*PROBLEM A*. Echo the whole forum thread below about buying an ocean sport fisher, with no changes.

*GIVEN PASSAGE*.
-- begin --

# Should I buy an ocean sport fisher?



## Chris (Dec 9, 2014)

A contractor buddy of mine that I go fishing with all the time want to partner up on a 33' sport fisher with twin cummins. It is affordable but I don't know just how much time I have spare to spend on it to make it worth my while.


----------



## havasu (Dec 9, 2014)

Hell yes. Lemme go get my fishing pole!

Actually, partnerships on a boat can turn bad real quick. Do your homework good on this one.


----------



## Chris (Dec 9, 2014)

I am, he has been bugging me for some time.


----------



## havasu (Dec 9, 2014)

A guy at the lake wanted to pay me half for 1/2 ownership in the fast boat. Problems I saw were insurance rates, who pays for maintenance, when a part breaks, who determines if it is wear and tear, or just driver wrong doing? How are the taxes paid? Who gets to claim the taxes? Who gets the boat on what weekends, and what provision is in place when you want/need the boat on an off weekend? Where is the boat stored (obviously you aren't concerned with this one)? Who gasses and is it gassed before or after a trip? Yeah, I see many headaches.


----------



## Chris (Dec 9, 2014)

Yeah that is what I am leaning towards. That and I have a feeling I will be stuck with more of the costs. He will use it more since he lives near the slip. I think I will be turning him down. I didn't go partners in my company for many reasons why should I do it with a boat, especially when I don't have to.

-- end --

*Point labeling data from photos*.
-- begin --

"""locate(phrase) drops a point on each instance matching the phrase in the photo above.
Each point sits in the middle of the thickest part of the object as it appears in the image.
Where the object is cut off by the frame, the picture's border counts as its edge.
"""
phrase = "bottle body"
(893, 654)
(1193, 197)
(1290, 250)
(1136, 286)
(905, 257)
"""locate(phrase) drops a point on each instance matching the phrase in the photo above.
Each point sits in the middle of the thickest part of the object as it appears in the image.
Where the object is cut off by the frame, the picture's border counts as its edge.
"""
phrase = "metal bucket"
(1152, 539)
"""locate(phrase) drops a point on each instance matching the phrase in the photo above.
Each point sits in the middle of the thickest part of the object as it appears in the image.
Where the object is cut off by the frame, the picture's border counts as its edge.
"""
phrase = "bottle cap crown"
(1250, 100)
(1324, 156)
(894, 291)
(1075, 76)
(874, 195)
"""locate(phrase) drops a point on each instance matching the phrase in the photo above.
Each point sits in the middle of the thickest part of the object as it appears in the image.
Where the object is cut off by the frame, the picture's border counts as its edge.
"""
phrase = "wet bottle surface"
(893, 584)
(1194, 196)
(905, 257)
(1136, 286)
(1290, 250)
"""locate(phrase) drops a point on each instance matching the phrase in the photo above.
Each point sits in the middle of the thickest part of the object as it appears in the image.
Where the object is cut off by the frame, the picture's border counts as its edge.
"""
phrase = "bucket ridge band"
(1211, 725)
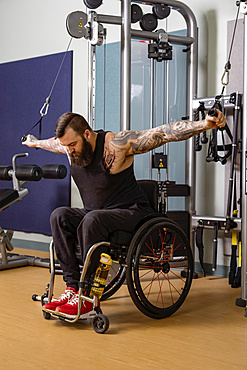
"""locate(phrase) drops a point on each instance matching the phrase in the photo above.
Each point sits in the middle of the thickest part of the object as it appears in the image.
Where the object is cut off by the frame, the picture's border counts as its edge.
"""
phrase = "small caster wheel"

-- end --

*PROBLEM B*. Duplicate every one of the photo point labeling records above line for line, omitting the pictures.

*TASK ANSWER A*.
# Should I buy an ocean sport fisher?



## Chris (Dec 9, 2014)

A contractor buddy of mine that I go fishing with all the time want to partner up on a 33' sport fisher with twin cummins. It is affordable but I don't know just how much time I have spare to spend on it to make it worth my while.


----------



## havasu (Dec 9, 2014)

Hell yes. Lemme go get my fishing pole!

Actually, partnerships on a boat can turn bad real quick. Do your homework good on this one.


----------



## Chris (Dec 9, 2014)

I am, he has been bugging me for some time.


----------



## havasu (Dec 9, 2014)

A guy at the lake wanted to pay me half for 1/2 ownership in the fast boat. Problems I saw were insurance rates, who pays for maintenance, when a part breaks, who determines if it is wear and tear, or just driver wrong doing? How are the taxes paid? Who gets to claim the taxes? Who gets the boat on what weekends, and what provision is in place when you want/need the boat on an off weekend? Where is the boat stored (obviously you aren't concerned with this one)? Who gasses and is it gassed before or after a trip? Yeah, I see many headaches.


----------



## Chris (Dec 9, 2014)

Yeah that is what I am leaning towards. That and I have a feeling I will be stuck with more of the costs. He will use it more since he lives near the slip. I think I will be turning him down. I didn't go partners in my company for many reasons why should I do it with a boat, especially when I don't have to.

*TASK ANSWER B*.
"""locate(phrase) drops a point on each instance matching the phrase in the photo above.
Each point sits in the middle of the thickest part of the object as it appears in the image.
Where the object is cut off by the frame, the picture's border counts as its edge.
"""
phrase = "bottle body"
(893, 654)
(1193, 197)
(1290, 250)
(1136, 286)
(905, 257)
"""locate(phrase) drops a point on each instance matching the phrase in the photo above.
Each point sits in the middle of the thickest part of the object as it appears in the image.
Where the object is cut off by the frame, the picture's border counts as its edge.
"""
phrase = "metal bucket"
(1152, 539)
"""locate(phrase) drops a point on each instance matching the phrase in the photo above.
Each point sits in the middle of the thickest part of the object as it appears in the image.
Where the object is cut off by the frame, the picture's border counts as its edge.
"""
phrase = "bottle cap crown"
(1250, 100)
(1324, 156)
(894, 291)
(1075, 76)
(874, 195)
"""locate(phrase) drops a point on each instance matching the phrase in the photo above.
Each point sits in the middle of the thickest part of the object as it appears in the image.
Where the object is cut off by the frame, the picture's border counts as its edge.
"""
phrase = "wet bottle surface"
(893, 584)
(1194, 196)
(905, 257)
(1136, 286)
(1290, 250)
"""locate(phrase) drops a point on each instance matching the phrase in the photo above.
Each point sits in the middle of the thickest part of the object as it appears in the image.
Where the object is cut off by the frame, the picture's border counts as its edge.
"""
phrase = "bucket ridge band"
(1211, 725)
"""locate(phrase) drops a point on each instance matching the phrase in the photo above.
Each point sits in the middle of the thickest part of the object as it appears in the image.
Where the object is cut off by the frame, the picture's border counts as its edge.
"""
phrase = "small caster wheel"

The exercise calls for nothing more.